Instructions for the task: Return the passage in the text on rational Cherednik algebras, from "Bases: CombinatorialFreeModule" up to and including "all \(t \in W\).", copied word for word.
----- Reading text -----
Rational Cherednik Algebras#

class sage.algebras.rational_cherednik_algebra.RationalCherednikAlgebra(ct, c, t, base_ring, prefix)#

Bases: CombinatorialFreeModule

A rational Cherednik algebra.

Let \(k\) be a field. Let \(W\) be a complex reflection group acting on a vector space \(\mathfrak{h}\) (over \(k\)). Let \(\mathfrak{h}^*\) denote the corresponding dual vector space. Let \(\cdot\) denote the natural action of \(w\) on \(\mathfrak{h}\) and \(\mathfrak{h}^*\). Let \(\mathcal{S}\) denote the set of reflections of \(W\) and \(\alpha_s\) and \(\alpha_s^{\vee}\) are the associated root and coroot of \(s\). Let \(c = (c_s)_{s \in W}\) such that \(c_s = c_{tst^{-1}}\) for all \(t \in W\).
----- Dataset records -----
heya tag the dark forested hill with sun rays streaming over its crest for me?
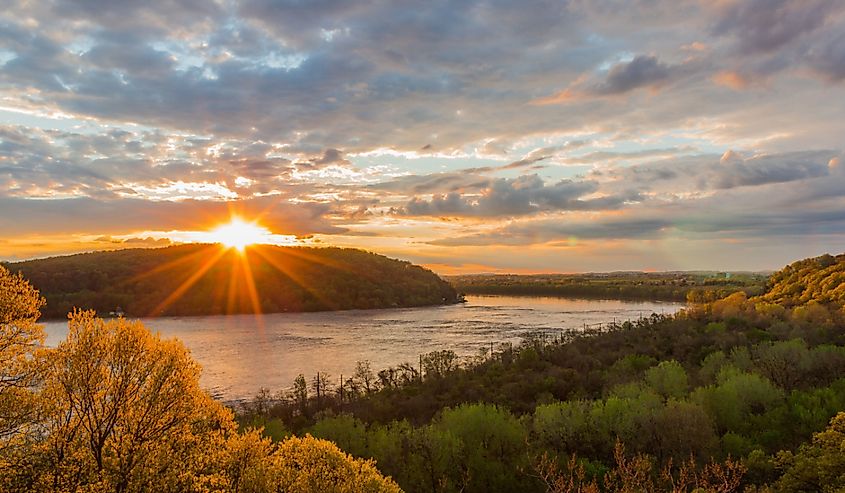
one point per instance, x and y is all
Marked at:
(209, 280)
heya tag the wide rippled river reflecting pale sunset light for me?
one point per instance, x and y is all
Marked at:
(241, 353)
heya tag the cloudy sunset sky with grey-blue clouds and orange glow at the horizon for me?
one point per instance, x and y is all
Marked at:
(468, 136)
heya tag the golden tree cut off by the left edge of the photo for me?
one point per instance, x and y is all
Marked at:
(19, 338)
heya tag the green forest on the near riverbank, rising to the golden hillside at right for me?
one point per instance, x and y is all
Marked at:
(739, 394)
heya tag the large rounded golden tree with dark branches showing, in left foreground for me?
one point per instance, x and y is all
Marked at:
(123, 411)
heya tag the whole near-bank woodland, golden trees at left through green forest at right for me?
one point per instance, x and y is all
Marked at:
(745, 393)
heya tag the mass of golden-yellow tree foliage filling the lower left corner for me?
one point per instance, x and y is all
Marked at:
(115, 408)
-----
Exercise answer:
Bases: CombinatorialFreeModule

A rational Cherednik algebra.

Let \(k\) be a field. Let \(W\) be a complex reflection group acting on a vector space \(\mathfrak{h}\) (over \(k\)). Let \(\mathfrak{h}^*\) denote the corresponding dual vector space. Let \(\cdot\) denote the natural action of \(w\) on \(\mathfrak{h}\) and \(\mathfrak{h}^*\). Let \(\mathcal{S}\) denote the set of reflections of \(W\) and \(\alpha_s\) and \(\alpha_s^{\vee}\) are the associated root and coroot of \(s\). Let \(c = (c_s)_{s \in W}\) such that \(c_s = c_{tst^{-1}}\) for all \(t \in W\).